(To do)
Repeat the entries exactly, keeping every line as it is.

(Source data)
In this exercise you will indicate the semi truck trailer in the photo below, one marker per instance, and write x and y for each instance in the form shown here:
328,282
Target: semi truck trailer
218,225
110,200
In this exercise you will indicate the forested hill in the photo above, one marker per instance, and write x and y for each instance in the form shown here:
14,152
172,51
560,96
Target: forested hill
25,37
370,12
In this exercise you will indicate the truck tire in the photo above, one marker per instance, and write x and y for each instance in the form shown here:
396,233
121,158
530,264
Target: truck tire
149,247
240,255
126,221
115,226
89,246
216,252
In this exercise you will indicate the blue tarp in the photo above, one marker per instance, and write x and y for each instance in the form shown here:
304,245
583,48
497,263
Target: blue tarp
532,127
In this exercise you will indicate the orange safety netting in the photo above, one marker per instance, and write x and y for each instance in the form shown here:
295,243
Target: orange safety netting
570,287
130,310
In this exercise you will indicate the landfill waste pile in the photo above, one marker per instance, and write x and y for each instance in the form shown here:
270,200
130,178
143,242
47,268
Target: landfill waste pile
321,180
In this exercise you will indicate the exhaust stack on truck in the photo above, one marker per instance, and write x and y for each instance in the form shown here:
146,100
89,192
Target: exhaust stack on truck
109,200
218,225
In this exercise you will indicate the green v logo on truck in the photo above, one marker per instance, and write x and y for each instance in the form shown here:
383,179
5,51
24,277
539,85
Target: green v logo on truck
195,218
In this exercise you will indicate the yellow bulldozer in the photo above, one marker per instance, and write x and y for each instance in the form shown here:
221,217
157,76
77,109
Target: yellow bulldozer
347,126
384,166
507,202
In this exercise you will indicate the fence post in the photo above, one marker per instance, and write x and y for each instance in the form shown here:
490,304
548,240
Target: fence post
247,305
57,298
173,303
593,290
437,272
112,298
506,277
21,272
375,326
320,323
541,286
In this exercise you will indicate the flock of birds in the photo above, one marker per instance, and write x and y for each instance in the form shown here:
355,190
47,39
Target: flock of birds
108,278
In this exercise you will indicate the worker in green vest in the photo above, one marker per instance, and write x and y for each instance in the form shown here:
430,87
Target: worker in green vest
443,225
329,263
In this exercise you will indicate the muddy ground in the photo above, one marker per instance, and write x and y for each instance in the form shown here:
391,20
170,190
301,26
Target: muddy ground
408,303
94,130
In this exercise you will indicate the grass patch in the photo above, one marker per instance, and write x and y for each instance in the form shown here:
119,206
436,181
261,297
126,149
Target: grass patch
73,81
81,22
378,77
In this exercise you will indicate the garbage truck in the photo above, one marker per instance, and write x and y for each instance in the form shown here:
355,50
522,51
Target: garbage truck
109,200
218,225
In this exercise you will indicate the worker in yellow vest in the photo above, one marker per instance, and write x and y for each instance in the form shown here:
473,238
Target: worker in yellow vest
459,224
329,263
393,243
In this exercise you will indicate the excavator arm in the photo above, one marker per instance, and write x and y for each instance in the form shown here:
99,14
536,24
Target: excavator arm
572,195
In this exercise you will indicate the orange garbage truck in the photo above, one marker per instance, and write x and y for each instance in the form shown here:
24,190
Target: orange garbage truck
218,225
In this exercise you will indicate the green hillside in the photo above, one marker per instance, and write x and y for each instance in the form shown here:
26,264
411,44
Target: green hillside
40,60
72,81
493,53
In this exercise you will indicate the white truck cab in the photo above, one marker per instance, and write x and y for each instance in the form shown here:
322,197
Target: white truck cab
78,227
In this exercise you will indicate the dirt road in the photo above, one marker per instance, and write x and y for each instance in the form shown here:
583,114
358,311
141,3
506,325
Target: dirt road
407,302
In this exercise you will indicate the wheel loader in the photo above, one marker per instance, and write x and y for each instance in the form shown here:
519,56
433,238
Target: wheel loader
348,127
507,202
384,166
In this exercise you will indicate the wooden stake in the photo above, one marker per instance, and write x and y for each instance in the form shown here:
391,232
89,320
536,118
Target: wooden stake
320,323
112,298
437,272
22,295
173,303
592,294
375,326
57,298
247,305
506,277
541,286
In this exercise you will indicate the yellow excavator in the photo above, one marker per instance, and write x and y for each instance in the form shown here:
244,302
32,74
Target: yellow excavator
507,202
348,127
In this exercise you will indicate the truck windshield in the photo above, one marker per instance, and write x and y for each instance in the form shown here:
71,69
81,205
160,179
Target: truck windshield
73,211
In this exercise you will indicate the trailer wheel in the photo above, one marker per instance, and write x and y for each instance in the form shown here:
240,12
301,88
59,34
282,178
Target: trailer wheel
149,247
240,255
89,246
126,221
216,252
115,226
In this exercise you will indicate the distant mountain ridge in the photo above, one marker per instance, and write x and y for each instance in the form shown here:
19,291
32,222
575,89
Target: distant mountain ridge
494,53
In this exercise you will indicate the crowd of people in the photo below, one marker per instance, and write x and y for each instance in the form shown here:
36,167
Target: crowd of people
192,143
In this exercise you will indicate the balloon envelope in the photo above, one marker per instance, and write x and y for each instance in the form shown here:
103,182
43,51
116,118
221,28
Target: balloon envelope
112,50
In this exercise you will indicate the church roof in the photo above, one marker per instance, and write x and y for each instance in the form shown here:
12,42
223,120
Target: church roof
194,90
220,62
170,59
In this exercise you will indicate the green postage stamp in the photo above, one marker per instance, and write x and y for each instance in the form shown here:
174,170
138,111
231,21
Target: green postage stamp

(Response box)
In this exercise you will indicate the semi truck trailer in the photo below, one marker per instance, and write x and y for each instance in the form shown here:
328,282
Target: semi truck trailer
218,225
110,200
In this exercise you will indicate the forested hill in the photo above, one marker per instance, and write x and y for each instance in the form shown here:
14,152
172,51
560,96
Target: forested hill
25,37
370,12
In this exercise you will indicate the truck tire in the photo above, one marker per instance, and write x and y for each instance in the form shown here:
396,233
121,158
530,264
Target: truck tire
149,247
240,255
126,221
115,226
89,246
216,252
In this exercise you will indicate the blue tarp in the photo above, one marker per instance, and write x and y for each instance in the form shown here:
304,245
583,48
497,263
Target: blue tarp
532,127
In this exercise you will indicate the orange safety netting in the photo above, one marker per instance, and write x and y for each instance in the form shown here:
295,243
Target: orange safety netting
570,287
130,310
In this exercise you will indicate the landfill waste pile in the photo above, one marker per instance, and write x and y for each instance in the form shown here:
270,200
130,178
143,242
47,268
Target: landfill waste pile
321,180
In this exercise you will indicate the exhaust stack on truck in the photo above, one marker per instance, and write x and y for each instance in the form shown here:
146,100
89,192
Target: exhaust stack on truck
109,200
218,225
In this exercise you will indicate the green v logo on truck in the photo above, one marker per instance, and write x and y for each instance in the form shown here:
383,179
5,51
24,277
539,85
Target: green v logo on truck
195,218
In this exercise you will indicate the yellow bulldozer in the photo above, one marker per instance, and write x and y for each instance in the form shown here:
221,217
157,76
77,109
Target: yellow bulldozer
347,126
384,166
507,202
In this exercise you will indicate the fence post in the photo above, one marker per instance, and write x and y for each instance in the form shown here:
490,304
548,240
Target: fence post
247,305
57,298
173,303
593,290
437,272
112,298
506,277
21,272
375,326
320,323
541,286
In this exercise you will indicate the flock of birds in the photo above, one marker per instance, and write x and y for each instance in the form shown here:
355,190
47,39
Target: flock of birds
108,278
In this exercise you will indicate the worker in green vest in the photo above, one marker per instance, and write x and y for each instance in the form shown here:
430,87
Target: worker in green vest
443,225
329,263
In this exercise you will indicate the muddy ground in the photo above, one marker per instance, and write x and y for each instance in the form shown here:
391,20
170,190
301,26
Target: muddy ground
408,303
94,130
In this exercise you will indicate the grass patch in the photo above, one marker per instance, and write x and y for each instance in the form shown here:
119,206
436,181
261,297
126,149
Target: grass patch
73,81
81,22
378,77
In this exercise you will indicate the garbage truck in the photo above, one marker per instance, and write x and y for each instance in the form shown here:
355,50
522,51
Target: garbage truck
109,200
218,225
In this exercise you will indicate the worker in yellow vest in the photo above, one marker per instance, and write x and y for each instance in the form shown here:
473,238
Target: worker in yellow vest
459,224
329,263
393,243
In this exercise you will indicate the excavator arm in the photo above, one marker per instance, and write x and y for each instance in the form shown here:
99,14
536,24
Target: excavator arm
572,195
In this exercise you will indicate the orange garbage truck in the photo above, one marker per instance, and write x and y for each instance in the form shown here:
24,190
Target: orange garbage truck
218,225
In this exercise you will indicate the green hillside in the photo above, one marker per instance, and write x and y for each instance in the form shown here:
26,264
411,44
Target: green hillside
40,60
72,81
493,53
In this exercise you will indicate the white truck cab in the photo above, one marker per instance, and write x and y for each instance in the form shown here:
322,197
Target: white truck cab
78,227
In this exercise you will indicate the dirt road in the photo above, one marker per instance, and write x and y for each instance in the form shown here:
583,114
358,311
141,3
506,325
Target: dirt road
407,302
In this exercise you will indicate the wheel loader in the photo above, one marker per instance, and write x and y for each instance in the form shown here:
519,56
433,238
Target: wheel loader
348,127
507,202
384,166
In this exercise you will indicate the wooden stake in the photo above, one marker per instance, and write x and y for each instance in the form shown here:
391,232
89,320
536,118
Target: wooden stake
320,323
112,298
437,272
22,295
173,303
592,294
375,326
57,298
247,305
506,277
541,286
In this exercise you will indicate the yellow excavator in the photo above, one marker per instance, and write x and y for each instance in the form shown here:
244,302
32,74
Target: yellow excavator
507,202
348,127
In this exercise you will indicate the truck windshield in the photo above, one marker per instance, and write x and y for each instance in the form shown here:
71,69
81,205
160,179
Target: truck windshield
73,211
In this exercise you will indicate the trailer wheel in the photo above, one marker per instance, and write x and y for each instance in the form shown here:
240,12
301,88
59,34
282,178
Target: trailer wheel
149,247
240,255
89,246
126,221
216,252
115,226
In this exercise you will indicate the distant mountain ridge in the photo above, one marker per instance, and write x and y for each instance in the form shown here:
19,291
32,222
575,89
Target: distant mountain ridge
494,53
In this exercise you will indicate the crowd of people in the photo below, one marker per instance, and write x and y for each instance in the form shown here:
36,167
Target: crowd of people
192,143
In this exercise you will indicate the balloon envelope in the photo above, one marker per instance, and write x and y for each instance in the form shown here:
103,182
43,51
116,118
221,28
Target: balloon envelope
112,50
In this exercise you will indicate the church roof in the photo above, one marker per instance, and write x and y for each instance in the form shown here:
12,42
223,120
Target: church roof
194,90
220,62
170,59
In this exercise you will indicate the green postage stamp in the photo above, one marker per instance, and write x and y for each instance in the form shown here:
174,170
138,111
231,21
Target: green postage stamp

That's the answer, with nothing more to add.